PROMPT 1 =
Answer from the post on starting an RIA:
(a) In what year did the author go independent?
(b) After everything is submitted, how long can RIA registration approval take?
(c) What does the author pay each month for compliance support?
PROMPT 2 = Resume the post on starting an RIA after its final sentence.

DOCUMENT EXCERPT =
Becoming an independent financial advisor and starting your own RIA isn’t all easy. But it can also be one of the best decisions you can make if going independent is the best thing for you and your clients.  As someone who did it myself back in 2021 the journey, process, and good & bad of it all are still fresh.

For me, and a lot of other advisors that have gone the IRA route there are benefits like added freedom to run the practice you’ve always dreamed of with the clients you’ve always wanted.  You also have more control over realizing a healthier work-life balance – which all of us could use more of these days!

Are there downsides to starting your own RIA?  Sure!  It can be scary and there’s a lot of uncertainty at first.  I miss some of the people I used to work with as well, but at the end of the day doing what was right for me and my clients was too important to ignore any longer and is why I was compelled to start an RIA.

As I mentioned in part 1 of this series, the road I took to becoming fully independent was a bumpy ride. I’d like to share more of my experience with you in this blog post to hopefully make your journey a little easier.

Continuing on from the last post here are some additional steps you can learn from on how to start your RIA.

Step 6: RIA registration, ongoing compliance, and custodian

Man, when I went out on my own, this part of becoming an RIA was a black hole. There are so many options to choose from.

Fortunately, though, I came to find that RIA registration has basically become commoditized. It has become a pretty straightforward process, and a number of firms are helping advisors through the entire process. I interviewed a couple of different firms after doing a lot of online research and ended up picking the firm that not only knew what they were doing. You are going to have a million and one questions when going through the RIA formation & registration process so it’s important to have the right partner.

Choosing an RIA registration firm

After interviewing several firms specializing in RIA registration for Financial Advisors I narrowed my final options down to two firms that specialize in registering RIAs that you can investigate are:

  • FINComplaince – who I used for RIA registration and who I still currently use for ongoing compliance, etc.
  • Foreside

Go with the firm that makes you feel like you’re a human, rather than just a number. And choose one that can handle the entire RIA registration process for you.

The right firm will be able to draft all the various forms and documents you’ll need to register as an RIA, saving you time and money in the long run. They will also help you register with the Securities and Exchange Commission (SEC) or the State depending on what registration you’re going for.

Some points on the RIA registration process

Here are a few things I learned along the way that you may not know yet:

  • It can take anywhere between 60 and 90 days for your RIA registration to be approved after submitting everything; state registrations tend to take longer.
  • It can cost between $3,500 and $5,000 (or more, possibly) to have the firm do everything for you.
  •  There are additional fees to consider as well, such as notice filing in each state. I recently spent over $800 just to register in three states.

You will most likely become your Chief Compliance Officer

I decided to be my own compliance officer (CCO).  It sounds worse than it is in reality and with the right ongoing partner is pretty straight forward actually.  It costs me a little over $300 a month for me to get all the compliance support that I need. It’s not as much work, and it’s not as expensive as you may think it is to handle your own compliance.

The firm you work with will most likely have compliance templates that you can use. They’ll also help ensure your ducks are in a row as your own CCO.

DATA SHOWN =
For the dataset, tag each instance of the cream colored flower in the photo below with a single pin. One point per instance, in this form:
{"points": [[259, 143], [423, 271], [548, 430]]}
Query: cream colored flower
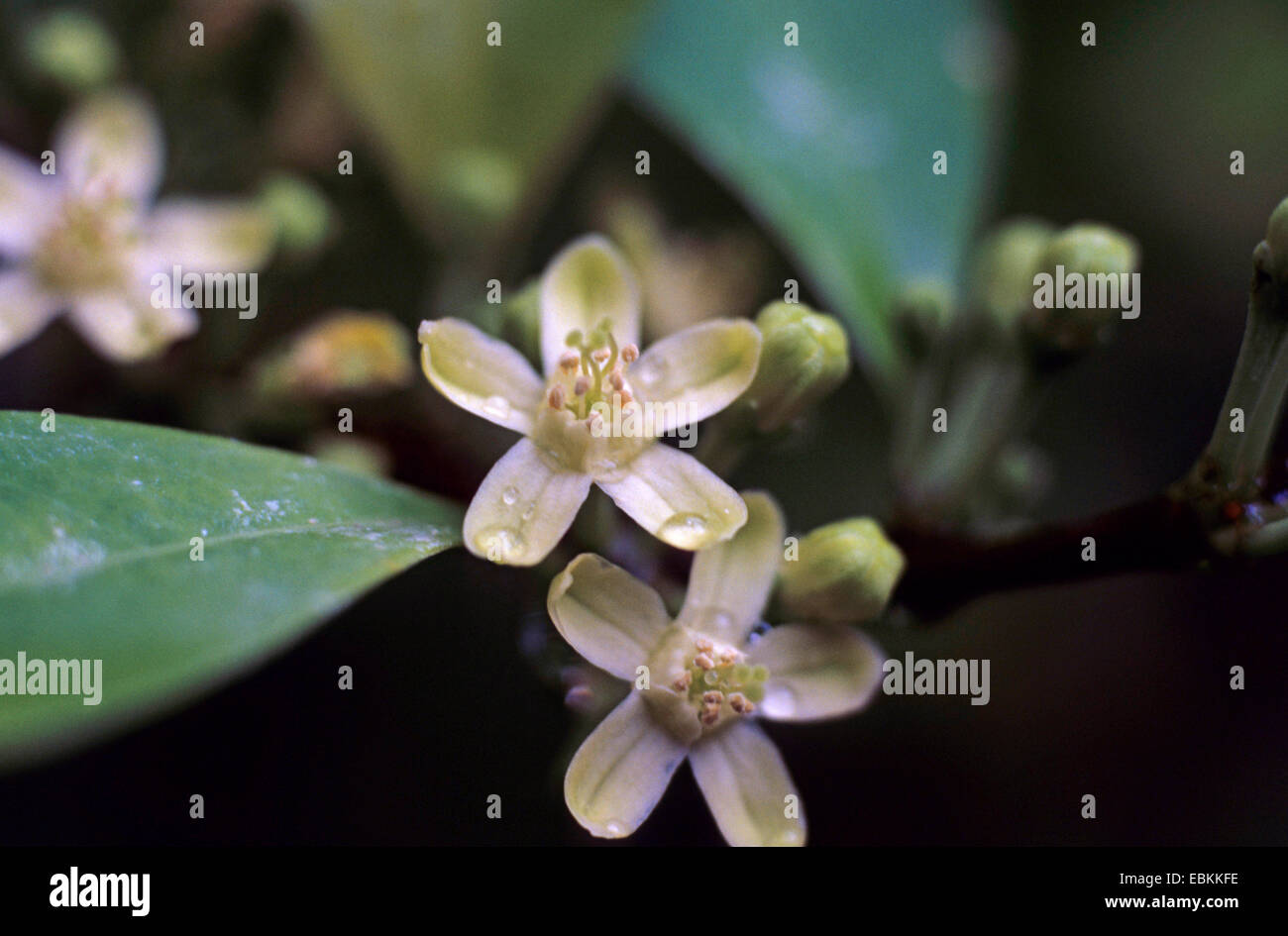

FINAL RESULT 1 =
(a) 2021
(b) Between 60 and 90 days
(c) A little over $300 a month

FINAL RESULT 2 =
Don’t hesitate to invest in your compliance program and support. It is only a matter of time before you are audited by either the State or SEC so better to have everything in order.  Not only is it a basic requirement to have the right compliance protocols in place but you owe it to yourself and the clients you serve.

Custodian selection

You can use multiple custodians if you’d like. I currently use Altruist for all of my clients but just in case also got set up on the Morningstar platform in case I needed something that Altruist couldn’t do which I have yet to find by the way! 

I love the Altruist technology platform for a variety of reasons including a great user experience for my and my clients AND that the Altruist team is made up of amazing people who go out of their way to help you.

When choosing a custodian, be sure to check out their tech platform and find out more about their service and client onboarding.

You’ll also want to find out what it would cost – for both you and your clients – to use the custodian.

Not all custodians are created equal so make sure you do your due diligence here as it will a long-term relationship with whatever custodian partner you select.

Step 7: Assemble the right (tech) stack

The next step in your journey to independence is choosing the right technology stack for your practice. Now, you don’t have to do this too quickly. Finding quality often takes time, trial, and error.

Weigh up what is a must-have for your firm and what would be a nice-to-have. Don’t get distracted by all the shiny tech options that are out there because – if you’re anything like me – you’ll want it all.  Get focused and bring on new tech slowly.

Here are the must-haves that I recommend RIAs have in place in terms of tech:

  • A custodian platform for investment management, trading, billing, and statements – I use Altruist for this.
  • Financial planning software that can determine cash flow and so on – I use Asset Map for this.
  • A customer relationship management system (CRM) – I use Redtail for this.
  • Fact-finding software – I use PreciseFP for this.
  • Electronic file storage – I use Rubex (eFileCabinet) for this.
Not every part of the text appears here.